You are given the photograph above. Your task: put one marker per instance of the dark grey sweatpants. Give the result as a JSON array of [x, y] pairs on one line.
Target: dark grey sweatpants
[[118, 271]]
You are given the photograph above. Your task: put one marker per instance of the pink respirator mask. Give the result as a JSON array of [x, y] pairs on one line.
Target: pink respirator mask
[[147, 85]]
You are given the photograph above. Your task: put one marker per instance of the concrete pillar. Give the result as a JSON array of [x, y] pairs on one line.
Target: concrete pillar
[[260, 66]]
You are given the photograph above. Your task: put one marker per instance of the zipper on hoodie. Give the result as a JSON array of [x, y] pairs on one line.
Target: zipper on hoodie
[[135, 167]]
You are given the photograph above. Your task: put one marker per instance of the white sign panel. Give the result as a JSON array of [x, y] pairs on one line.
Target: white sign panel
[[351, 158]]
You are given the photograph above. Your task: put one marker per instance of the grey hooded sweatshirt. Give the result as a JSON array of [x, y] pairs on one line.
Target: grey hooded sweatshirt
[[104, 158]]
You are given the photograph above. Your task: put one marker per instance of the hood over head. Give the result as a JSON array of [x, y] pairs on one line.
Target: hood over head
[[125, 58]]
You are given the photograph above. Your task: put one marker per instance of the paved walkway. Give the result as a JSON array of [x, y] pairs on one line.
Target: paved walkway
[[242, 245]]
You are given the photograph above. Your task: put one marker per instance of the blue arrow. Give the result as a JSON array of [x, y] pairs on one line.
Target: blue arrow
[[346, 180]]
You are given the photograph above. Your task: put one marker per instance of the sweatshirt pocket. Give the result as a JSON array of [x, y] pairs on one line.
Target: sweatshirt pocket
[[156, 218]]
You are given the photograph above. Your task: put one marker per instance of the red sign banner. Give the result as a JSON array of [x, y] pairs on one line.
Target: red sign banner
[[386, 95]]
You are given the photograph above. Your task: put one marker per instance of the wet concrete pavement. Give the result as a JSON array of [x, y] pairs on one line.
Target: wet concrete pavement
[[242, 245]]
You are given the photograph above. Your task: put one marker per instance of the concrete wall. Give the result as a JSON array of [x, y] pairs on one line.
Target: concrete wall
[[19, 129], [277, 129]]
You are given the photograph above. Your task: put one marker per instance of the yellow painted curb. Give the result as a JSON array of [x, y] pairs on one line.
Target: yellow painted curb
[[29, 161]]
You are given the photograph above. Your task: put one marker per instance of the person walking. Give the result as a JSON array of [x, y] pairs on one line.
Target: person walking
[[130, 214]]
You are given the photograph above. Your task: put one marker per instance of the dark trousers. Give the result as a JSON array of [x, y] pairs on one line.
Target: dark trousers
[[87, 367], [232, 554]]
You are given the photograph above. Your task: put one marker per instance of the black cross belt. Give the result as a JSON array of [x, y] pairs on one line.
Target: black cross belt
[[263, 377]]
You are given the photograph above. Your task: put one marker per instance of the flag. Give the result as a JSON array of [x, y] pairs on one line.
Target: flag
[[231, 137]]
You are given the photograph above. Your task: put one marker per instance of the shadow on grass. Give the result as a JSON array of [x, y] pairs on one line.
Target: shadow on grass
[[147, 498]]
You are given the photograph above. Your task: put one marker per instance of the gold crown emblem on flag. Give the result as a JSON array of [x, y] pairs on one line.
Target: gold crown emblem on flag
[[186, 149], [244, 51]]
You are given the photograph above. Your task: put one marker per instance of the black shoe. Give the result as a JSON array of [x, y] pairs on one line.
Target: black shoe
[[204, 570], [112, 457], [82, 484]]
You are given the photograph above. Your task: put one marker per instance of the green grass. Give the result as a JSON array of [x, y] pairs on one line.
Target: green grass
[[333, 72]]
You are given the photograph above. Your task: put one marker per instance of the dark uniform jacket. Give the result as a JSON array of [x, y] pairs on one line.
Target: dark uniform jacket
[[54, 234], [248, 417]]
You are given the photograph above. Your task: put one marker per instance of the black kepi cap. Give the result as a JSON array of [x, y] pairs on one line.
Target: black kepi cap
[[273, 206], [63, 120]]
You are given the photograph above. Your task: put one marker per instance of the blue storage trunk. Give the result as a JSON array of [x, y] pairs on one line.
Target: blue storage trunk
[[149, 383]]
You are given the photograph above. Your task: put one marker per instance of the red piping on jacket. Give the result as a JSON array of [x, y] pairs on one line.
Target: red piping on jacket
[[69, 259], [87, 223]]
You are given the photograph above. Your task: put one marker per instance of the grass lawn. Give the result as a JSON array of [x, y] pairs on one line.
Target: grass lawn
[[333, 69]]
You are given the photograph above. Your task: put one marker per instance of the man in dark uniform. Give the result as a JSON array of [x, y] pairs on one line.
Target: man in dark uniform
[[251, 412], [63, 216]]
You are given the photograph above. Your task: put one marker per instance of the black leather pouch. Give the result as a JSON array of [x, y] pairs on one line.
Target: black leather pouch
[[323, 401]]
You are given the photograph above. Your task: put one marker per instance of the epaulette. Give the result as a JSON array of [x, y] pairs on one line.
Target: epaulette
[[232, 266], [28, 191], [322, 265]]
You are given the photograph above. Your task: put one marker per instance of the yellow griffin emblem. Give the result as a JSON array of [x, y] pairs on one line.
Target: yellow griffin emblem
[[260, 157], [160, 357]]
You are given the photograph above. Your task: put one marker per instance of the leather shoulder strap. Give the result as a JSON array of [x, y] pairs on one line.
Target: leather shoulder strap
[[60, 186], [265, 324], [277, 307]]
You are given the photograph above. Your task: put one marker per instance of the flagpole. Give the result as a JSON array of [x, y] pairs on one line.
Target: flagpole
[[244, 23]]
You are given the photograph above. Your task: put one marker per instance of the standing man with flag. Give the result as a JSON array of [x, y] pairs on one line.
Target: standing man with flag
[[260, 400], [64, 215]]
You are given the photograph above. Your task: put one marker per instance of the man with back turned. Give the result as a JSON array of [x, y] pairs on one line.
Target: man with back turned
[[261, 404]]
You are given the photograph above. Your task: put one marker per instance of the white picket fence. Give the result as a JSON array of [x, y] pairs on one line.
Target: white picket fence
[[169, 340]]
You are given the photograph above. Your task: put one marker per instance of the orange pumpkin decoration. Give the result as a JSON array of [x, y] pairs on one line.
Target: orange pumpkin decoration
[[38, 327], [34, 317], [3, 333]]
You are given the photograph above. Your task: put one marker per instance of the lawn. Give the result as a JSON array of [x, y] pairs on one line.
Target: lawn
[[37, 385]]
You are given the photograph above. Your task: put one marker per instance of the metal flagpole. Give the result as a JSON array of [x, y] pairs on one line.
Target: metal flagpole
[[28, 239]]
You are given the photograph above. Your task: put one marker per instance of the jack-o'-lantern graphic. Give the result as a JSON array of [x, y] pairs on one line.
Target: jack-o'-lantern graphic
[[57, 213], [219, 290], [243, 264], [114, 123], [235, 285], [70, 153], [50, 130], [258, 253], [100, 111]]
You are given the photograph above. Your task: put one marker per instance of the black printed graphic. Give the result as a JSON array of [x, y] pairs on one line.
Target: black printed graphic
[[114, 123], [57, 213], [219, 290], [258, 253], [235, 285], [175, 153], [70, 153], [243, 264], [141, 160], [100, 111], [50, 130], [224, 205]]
-*-
■ **Try it**: Please retype all of the data above exactly as it appears.

■ **Result below**:
You are given the photograph above. Your task: put one marker per instance of the dark grey sweatpants. Give the result as a JSON array of [x, y] pairs on one line.
Target: dark grey sweatpants
[[118, 271]]
You are given the photograph above. Your task: put one marker per instance of the pink respirator mask. Give the result as a JSON array of [x, y] pairs on one line.
Target: pink respirator mask
[[147, 85]]
You are given the photograph above. Your task: put one marker per instance of the concrete pillar. Give the result as a JSON array of [x, y] pairs on one line.
Target: concrete pillar
[[260, 66]]
You are given the photograph above. Your task: put one marker per instance of the zipper on hoodie. Give the result as a JSON array of [x, y] pairs on one line.
Target: zipper on hoodie
[[135, 167]]
You are given the photograph above. Your task: put one marker per instance of the white sign panel. Give the result as a JSON array of [x, y] pairs on one line.
Target: white sign panel
[[351, 158]]
You are given the photograph above. Your task: put one marker per instance of the grey hooded sweatshirt. Give the result as a JSON array of [x, y] pairs on one line.
Target: grey hooded sweatshirt
[[104, 158]]
You are given the photograph above. Your task: put one marker per instance of the hood over head. Give the result as a JSON array of [x, y] pairs on one line.
Target: hood over head
[[125, 58]]
You are given the photograph above. Your task: put one marker per instance of the paved walkway. Give the result as a JSON array of [x, y] pairs on one line.
Target: paved walkway
[[242, 245]]
You are given the photograph above. Your task: put one marker per instance of the blue arrow. Give the result as a JSON array of [x, y] pairs on one line.
Target: blue arrow
[[346, 180]]
You are given the photograph above. Your task: put one marker per instance of the sweatshirt pocket. Give the result as a JSON array of [x, y] pairs on one line.
Target: sweatshirt pocket
[[156, 218]]
You are given the photograph above. Your task: put one marker per instance of the red sign banner. Give the result as a JSON array of [x, y] pairs on one line.
Target: red sign banner
[[386, 95]]
You are given the photograph above. Your task: put one marker per instance of the wet concrete pavement. Give the result as a JSON array of [x, y] pairs on one line.
Target: wet concrete pavement
[[242, 245]]
You are given the photograph above. Your task: put one marker per instance of the concrete wall. Give the result as a JSON array of [x, y] pairs on one line.
Target: concrete wall
[[19, 129], [277, 129]]
You are given the photograph above. Your task: put one marker per instance of the yellow painted curb. Give the result as a JSON array of [x, y] pairs on one line.
Target: yellow painted curb
[[29, 161]]
You are given the photograph above. Your task: put one marker per instance of the person walking. Give the result as a JSON array of [x, y] pairs on one line.
Target: person walking
[[130, 214]]
You are given the photograph above. Your task: put one marker per instance of the dark trousers. Give the result as a JSON array of [x, y] pairs on one line.
Target: dark trousers
[[87, 367], [232, 554]]
You are given the photograph above. Your task: put one marker per instance of the black cross belt. Give the result as a JSON array of [x, y] pairs on one line.
Target: black cross belt
[[263, 377]]
You are given the photograph above. Your task: put one marker per instance of the flag. Give the result as a JSON array of [x, y] pairs on one line.
Target: flag
[[231, 137]]
You are given the photograph above. Your task: put one marker per instance of the shadow on grass. Give the result as a JSON array of [x, y] pairs on one line.
Target: shadow on grass
[[147, 498]]
You are given the photograph above. Your task: put one marker per instance of the gold crown emblem on flag. Give the result as a JSON array of [x, y] pairs on one line.
Target: gold crown emblem on flag
[[186, 149], [244, 51]]
You are given the photograph above. Your task: put one marker per instance of the black shoe. Give the result as a JSON array of [x, y] pairs on one line.
Target: black shoe
[[204, 570], [112, 457], [82, 484]]
You are given the photograph above. Your task: put one marker per instance of the green grass. Give the result as a JSON array of [x, y] pairs on one line.
Target: green grass
[[333, 72]]
You are given the photograph above. Your task: put one marker per instance of the dark uniform jacket. Give the result as a JSON array of [x, y] pairs on one line.
Target: dark uniform jacket
[[54, 234], [248, 417]]
You are given the photograph above. Your task: put one marker per instance of the black kepi cap. Give the result as a JSON array of [x, y] pairs on one line.
Target: black kepi cap
[[273, 206], [63, 120]]
You are given the photograph above. Your task: put one marker per instance of the blue storage trunk. Give the result as a JSON array of [x, y] pairs on one line.
Target: blue storage trunk
[[149, 383]]
You are given the photograph above. Your task: put one marker per instance of the red piping on jacket. Give the result as a JSON array of [x, y] pairs on one line.
Target: red piping on jacket
[[69, 259], [87, 223]]
You are given the photograph above. Your task: put one marker per instance of the grass lawn. Give the result as a JSON array of [x, y] pairs on one line.
Target: grass lawn
[[333, 69]]
You are given the photograph above. Your task: put one marker per instance of the man in dark uniform. Give the result as a JSON array of [x, y] pairs on one line.
Target: man in dark uniform
[[251, 412], [63, 216]]
You are given the photograph above. Your task: put one marker per instance of the black leather pouch. Give the result as a JSON array of [x, y] pairs on one line.
Target: black leather pouch
[[323, 401]]
You are given the photograph above. Your task: put one marker per instance of the epaulette. Give the result as a JSON array of [x, y] pairs on one line.
Target: epaulette
[[232, 266], [28, 191], [322, 265]]
You are given the photograph above. Your task: put one marker per instance of the yellow griffin emblem. Give the result as a JSON array of [x, y] pairs on one line.
Target: yellow griffin emblem
[[260, 157], [160, 357]]
You are given the photograph above. Your task: put one marker per instance of the leather shoulder strap. Give the result as a JSON array of [x, y] pairs on one line.
Target: leather shoulder strap
[[60, 186], [265, 324], [277, 307]]
You are given the photograph above. Your task: put one marker per instance of the flagpole. Give the result as a JSON array of [x, y] pairs on one line.
Target: flagpole
[[244, 23]]
You are given the photograph above. Your task: put one marker per instance of the standing man with flag. Give the result as a JSON array of [x, y] pairs on one line.
Target: standing man with flag
[[260, 400], [64, 215]]
You are given the photograph above. Your task: put one marker per instance of the man with back turned. Give the result as a JSON array of [x, y] pairs on one line.
Target: man with back turned
[[261, 404]]
You are given the photograph above. Your task: put one marker per instance of the white picket fence. Give the result as a JSON array of [x, y] pairs on one line.
Target: white picket fence
[[169, 340]]
You are given the photograph above. Your task: put one marker per instance of the orange pumpkin decoration. Give the result as a JSON array of [x, y] pairs on one line.
Target: orange pumpkin decoration
[[38, 327], [34, 317], [3, 333]]
You are given the photograph above. Your task: put one marker per instance of the lawn. Give the result as a JSON array of [x, y] pairs on one line.
Target: lawn
[[37, 385]]
You are given the photograph above. Your task: put one marker per instance of the metal flagpole. Give the result as a JSON array of [x, y] pairs on one line.
Target: metal flagpole
[[28, 239]]
You are given the photograph above. Your task: put one marker per instance of the jack-o'-lantern graphic. Give the result as a JSON array of [x, y] pairs on one line.
Target: jack-o'-lantern graphic
[[57, 213], [219, 290], [243, 264], [114, 123], [235, 285], [70, 153], [50, 130], [258, 253], [100, 111]]
You are given the photograph above. Your task: put one marker per instance of the black printed graphic. Give the result as a JSON array of [x, y] pairs on one line.
Target: black printed graphic
[[114, 123], [57, 213], [219, 290], [258, 253], [235, 285], [175, 153], [70, 153], [243, 264], [141, 160], [100, 111], [50, 130], [224, 205]]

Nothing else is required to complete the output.